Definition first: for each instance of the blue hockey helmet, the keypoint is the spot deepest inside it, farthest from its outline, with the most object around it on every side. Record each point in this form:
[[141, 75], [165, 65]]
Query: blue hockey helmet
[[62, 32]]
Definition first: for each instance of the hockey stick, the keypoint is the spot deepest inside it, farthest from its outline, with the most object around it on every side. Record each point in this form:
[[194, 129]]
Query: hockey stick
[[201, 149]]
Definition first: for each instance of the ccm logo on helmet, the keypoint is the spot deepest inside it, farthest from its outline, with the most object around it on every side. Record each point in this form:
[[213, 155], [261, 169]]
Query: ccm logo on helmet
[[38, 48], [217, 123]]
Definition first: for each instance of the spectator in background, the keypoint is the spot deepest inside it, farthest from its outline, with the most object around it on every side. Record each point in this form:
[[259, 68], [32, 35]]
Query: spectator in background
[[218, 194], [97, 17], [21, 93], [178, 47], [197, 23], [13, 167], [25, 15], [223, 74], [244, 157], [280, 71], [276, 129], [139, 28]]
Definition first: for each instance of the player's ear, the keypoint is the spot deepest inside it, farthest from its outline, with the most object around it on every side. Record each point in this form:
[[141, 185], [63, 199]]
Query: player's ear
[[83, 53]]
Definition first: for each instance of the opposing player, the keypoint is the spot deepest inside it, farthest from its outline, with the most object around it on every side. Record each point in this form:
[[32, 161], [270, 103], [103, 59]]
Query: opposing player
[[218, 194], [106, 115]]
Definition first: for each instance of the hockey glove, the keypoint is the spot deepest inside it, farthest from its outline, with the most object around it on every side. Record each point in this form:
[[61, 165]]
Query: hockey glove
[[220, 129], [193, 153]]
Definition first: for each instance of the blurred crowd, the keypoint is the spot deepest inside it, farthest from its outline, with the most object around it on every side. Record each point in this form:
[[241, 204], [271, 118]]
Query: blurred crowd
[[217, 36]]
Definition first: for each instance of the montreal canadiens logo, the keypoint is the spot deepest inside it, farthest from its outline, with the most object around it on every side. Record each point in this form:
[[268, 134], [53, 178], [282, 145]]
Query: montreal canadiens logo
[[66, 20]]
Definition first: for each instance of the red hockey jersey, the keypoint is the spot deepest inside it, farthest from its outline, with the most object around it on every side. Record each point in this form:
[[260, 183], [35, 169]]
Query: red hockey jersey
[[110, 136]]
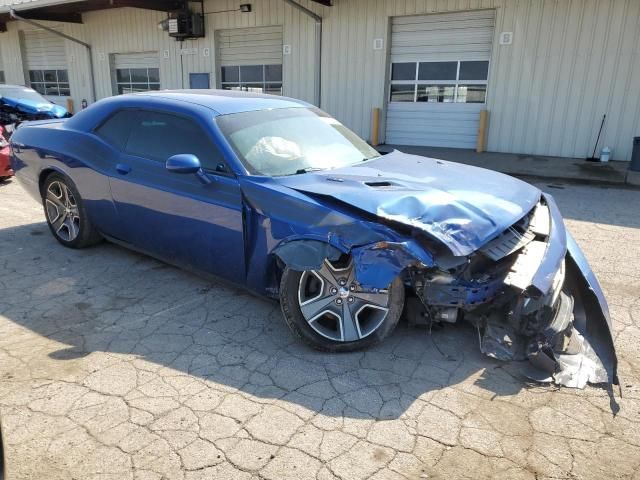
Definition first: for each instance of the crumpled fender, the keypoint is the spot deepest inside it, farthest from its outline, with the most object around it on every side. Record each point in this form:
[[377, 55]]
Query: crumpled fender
[[378, 264], [302, 232], [306, 254], [592, 319]]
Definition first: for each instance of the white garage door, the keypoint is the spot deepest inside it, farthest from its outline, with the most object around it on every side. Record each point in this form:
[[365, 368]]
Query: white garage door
[[45, 61], [439, 73], [250, 59], [135, 72]]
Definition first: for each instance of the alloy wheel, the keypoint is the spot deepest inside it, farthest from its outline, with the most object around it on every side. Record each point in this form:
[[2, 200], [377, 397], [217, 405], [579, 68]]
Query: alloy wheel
[[62, 211], [335, 305]]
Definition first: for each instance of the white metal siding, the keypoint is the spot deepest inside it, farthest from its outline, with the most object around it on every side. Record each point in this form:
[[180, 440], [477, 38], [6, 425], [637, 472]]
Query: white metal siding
[[441, 37], [250, 46], [43, 51], [136, 60], [432, 38], [570, 62]]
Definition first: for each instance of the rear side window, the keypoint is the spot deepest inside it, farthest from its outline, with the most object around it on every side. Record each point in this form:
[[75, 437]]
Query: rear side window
[[115, 131], [158, 136]]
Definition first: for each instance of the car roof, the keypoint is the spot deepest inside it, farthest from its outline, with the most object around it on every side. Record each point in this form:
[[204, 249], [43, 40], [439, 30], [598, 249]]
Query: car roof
[[224, 102], [2, 85]]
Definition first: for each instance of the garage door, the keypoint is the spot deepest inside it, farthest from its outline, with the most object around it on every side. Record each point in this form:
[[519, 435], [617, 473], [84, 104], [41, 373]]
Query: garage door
[[45, 62], [250, 59], [135, 72], [439, 74]]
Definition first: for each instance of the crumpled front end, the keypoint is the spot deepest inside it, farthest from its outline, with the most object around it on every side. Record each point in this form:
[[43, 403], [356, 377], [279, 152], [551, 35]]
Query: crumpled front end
[[532, 295]]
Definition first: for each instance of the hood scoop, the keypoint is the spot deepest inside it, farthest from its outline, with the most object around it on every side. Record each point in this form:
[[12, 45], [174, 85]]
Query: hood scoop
[[382, 184]]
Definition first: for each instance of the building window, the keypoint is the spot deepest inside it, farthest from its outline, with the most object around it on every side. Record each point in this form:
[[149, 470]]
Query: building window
[[439, 82], [131, 80], [252, 78], [50, 82]]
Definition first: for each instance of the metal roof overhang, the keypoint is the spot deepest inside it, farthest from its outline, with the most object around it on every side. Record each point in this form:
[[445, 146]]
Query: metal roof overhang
[[71, 10]]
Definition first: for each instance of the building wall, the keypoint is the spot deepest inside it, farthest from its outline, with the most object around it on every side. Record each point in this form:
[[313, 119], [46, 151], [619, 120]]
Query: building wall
[[571, 61], [129, 30]]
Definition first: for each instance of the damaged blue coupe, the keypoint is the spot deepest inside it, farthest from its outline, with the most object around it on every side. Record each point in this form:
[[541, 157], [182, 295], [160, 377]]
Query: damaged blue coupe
[[275, 195]]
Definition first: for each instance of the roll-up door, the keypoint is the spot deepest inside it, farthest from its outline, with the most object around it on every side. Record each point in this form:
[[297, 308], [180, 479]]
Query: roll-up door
[[45, 61], [439, 75], [135, 72], [250, 59]]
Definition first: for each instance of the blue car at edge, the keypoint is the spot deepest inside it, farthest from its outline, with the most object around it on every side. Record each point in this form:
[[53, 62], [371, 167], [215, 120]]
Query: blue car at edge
[[276, 196]]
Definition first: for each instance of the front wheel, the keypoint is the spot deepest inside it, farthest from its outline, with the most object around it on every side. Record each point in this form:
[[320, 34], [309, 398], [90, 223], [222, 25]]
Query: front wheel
[[66, 216], [329, 310]]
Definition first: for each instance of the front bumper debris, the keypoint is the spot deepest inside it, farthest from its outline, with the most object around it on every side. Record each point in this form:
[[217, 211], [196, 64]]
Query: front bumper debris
[[546, 306]]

[What the exercise asks]:
Except for the pictures, copy the material above exactly.

[Solution to the exercise]:
Definition first: for each instance of the blue hockey helmet, the keypoint is the spot deepest inside it, farthest from its outline, with the most object around it on every side. Record each point in this form:
[[141, 75], [165, 65]]
Query: blue hockey helmet
[[62, 32]]
Definition first: for each instance of the hockey stick, the keypoint is the spot deepest inside it, farthest from its outline, with the most object around it on every side. Record each point in this form:
[[194, 129]]
Query: hockey stick
[[201, 149]]
Definition first: for each instance of the ccm logo on helmet, the keypoint is the spot deepest inside it, farthest from its outline, with the most object around it on every side. Record each point in this form:
[[213, 155], [261, 169]]
Query: ccm logo on helmet
[[38, 48], [217, 123]]
Definition first: for each instance of the spectator in background, the keypoint is the spot deepest inside it, farthest from its outline, with the most object around it on every side. Record each point in this form:
[[259, 68], [32, 35]]
Query: spectator in background
[[218, 194], [97, 17], [21, 93], [178, 47], [197, 23], [13, 167], [25, 15], [223, 74], [244, 157], [280, 71], [276, 129], [139, 28]]
Definition first: for each instance of the player's ear, the keypoint is the spot deepest inside it, farthest from its outline, with the most object around it on every side. Record each point in this form:
[[141, 185], [63, 199]]
Query: player's ear
[[83, 53]]
Definition first: for each instance of the opposing player, the keypoint is the spot deepest inside it, farthest from its outline, with the most object around it on every side. Record each point in this form:
[[32, 161], [270, 103], [103, 59]]
Query: opposing player
[[218, 194], [106, 115]]
Definition first: for each instance of the hockey glove, the keypoint is the spot deepest inside it, farthest from its outline, with the most object around it on every side. Record each point in this form:
[[61, 165]]
Query: hockey glove
[[220, 129], [193, 153]]
Definition first: for each instance of the blurred crowd, the keypoint is the spot deepest inside it, farthest from its outline, with the most object around it on every side. Record each point in this form:
[[241, 204], [271, 118]]
Query: blurred crowd
[[217, 36]]
Definition first: for each instance of the montreal canadiens logo, the keypoint is the spot deepest inside it, farthest from its outline, with the most object around it on every side. Record each point in this form:
[[268, 134], [53, 178], [282, 145]]
Query: montreal canadiens logo
[[66, 20]]
Definition first: for each instance of the red hockey jersey, the keypoint is the spot deepest inside it, farthest from its outline, with the most object around it on every side. Record each point in this form:
[[260, 183], [35, 169]]
Query: red hockey jersey
[[110, 136]]
Definition first: for each instance of the crumpled fender, the keypoint is the spot deepest inside it, farthest from its outline, with the most object around it on every side. Record each point in this form:
[[377, 55]]
Query: crumpled fender
[[378, 264], [302, 232], [306, 254], [592, 319]]
Definition first: for each instance of the white garage door, the keypoint is the spot deepest inside it, farthest from its outline, with the most object around it on every side. Record each point in this form:
[[365, 368]]
Query: white garage door
[[45, 61], [439, 73], [250, 59], [135, 72]]
Definition first: for each instance of the alloy wheel, the keypoint is the spot deepest inside it, farthest from its outline, with the most object around it on every side. Record each point in this form:
[[2, 200], [377, 397], [217, 405], [579, 68]]
Query: alloy wheel
[[62, 211], [335, 305]]
Definition first: for each instance of the white metal siding, the keypoint is the spot deepest inside it, farthest from its outline, with the most object around it on every side. Record each point in this form:
[[180, 440], [477, 38], [6, 425], [637, 472]]
Query: white metal siding
[[441, 37], [250, 46], [43, 51], [136, 60], [432, 38], [570, 62]]
Definition first: for each instance of the rear side window, the keypoint is the spot deepest inside it, farthest from its outline, with the most object around it on every side. Record each point in this form:
[[75, 437]]
Query: rear side window
[[115, 131], [158, 136]]
Definition first: for each instance of the car roof, the keypoint is the spot deepest inside it, farthest from its outline, with the most object around it on every side. Record each point in this form:
[[204, 249], [43, 40], [439, 30], [598, 249]]
Query: car roof
[[224, 102], [2, 85]]
Definition first: for each instance of the garage door, the keypoint is the spot deepest inside it, farthest from its outline, with the most object around it on every side. Record each point in this form:
[[519, 435], [617, 473], [84, 104], [41, 373]]
Query: garage door
[[45, 62], [250, 59], [135, 72], [439, 74]]
Definition first: for each instance of the crumpled front end, the keypoint is the spot deepest inside it, farthest from its outline, with the most object around it on every side. Record each point in this form:
[[43, 403], [356, 377], [279, 152], [551, 35]]
Query: crumpled front end
[[532, 295]]
Definition first: for each instance of the hood scoop, the keypoint is the spot deepest inside it, farthest from its outline, with the most object around it on every side. Record each point in this form:
[[12, 45], [174, 85]]
Query: hood scoop
[[382, 184]]
Definition first: for each instance of the building window, the keypoint is the spot deepest inside it, farthest from its outline, with the most object around it on every side. Record each point in this form:
[[149, 470]]
Query: building window
[[439, 82], [131, 80], [252, 78], [50, 82]]
Definition first: for each instance of the metal roof overhang, the keypoint is the spot deepest inside it, farthest from its outline, with the most object around it on every side. Record each point in this form:
[[445, 146]]
Query: metal roof overhang
[[71, 10]]
Definition first: for each instance of the building wall, the keypoint is the spot deepest inside it, farthest from its outline, with the most object around it on every side. Record each point in this form:
[[313, 119], [46, 151], [619, 120]]
Query: building wall
[[571, 61], [129, 30]]
Definition first: for each instance of the damaged blue coupe, the keypoint is the spot deepest inside it, farthest from its outline, with the most object around it on every side. Record each point in this form:
[[541, 157], [182, 295], [160, 377]]
Query: damaged blue coupe
[[275, 195]]
Definition first: for each instance of the roll-up door, the keypoint is the spot deepest inside it, farthest from its outline, with the most object around it on every side. Record each point in this form:
[[297, 308], [180, 479]]
Query: roll-up door
[[45, 61], [439, 75], [135, 72], [250, 59]]
Definition first: for each instance of the blue car at edge, the keypoint is the spot deepest inside it, farthest from its outline, with the most object around it on every side. Record each point in this form:
[[53, 62], [371, 167], [215, 120]]
Query: blue car at edge
[[276, 196]]
Definition first: for each instance of the front wheel, the keypoint is the spot deepest inside it, farthest from its outline, with the most object around it on every side. Record each point in this form:
[[320, 34], [309, 398], [90, 223], [222, 25]]
Query: front wheel
[[66, 216], [329, 310]]
Definition first: for each instance of the front bumper debris, the keypoint is the spot deepest inside it, farthest from its outline, with the most object around it on every side. Record each point in this form:
[[217, 211], [196, 64]]
Query: front bumper debris
[[546, 306]]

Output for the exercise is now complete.